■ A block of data

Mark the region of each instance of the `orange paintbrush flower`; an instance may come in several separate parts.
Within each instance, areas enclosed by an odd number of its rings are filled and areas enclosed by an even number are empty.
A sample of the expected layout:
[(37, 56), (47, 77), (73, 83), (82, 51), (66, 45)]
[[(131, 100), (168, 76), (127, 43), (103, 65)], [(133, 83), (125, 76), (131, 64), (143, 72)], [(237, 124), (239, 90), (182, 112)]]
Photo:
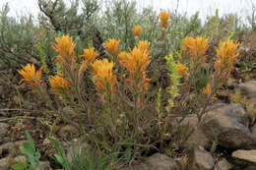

■ Your task
Reproduce the lines of the listing word for word, from its first line down to and including the line containing "[(37, 56), (47, 77), (73, 83), (82, 51), (66, 45)]".

■ Task result
Mark the region of each instance of the `orange paintbrush flower`; an instance may come in several separate parts.
Within each instance, areas enclosed by an odd number of its rings are filled and areas enclosed by an even number are empty.
A sample of the expected layout:
[(37, 56), (47, 77), (73, 83), (82, 51), (66, 45)]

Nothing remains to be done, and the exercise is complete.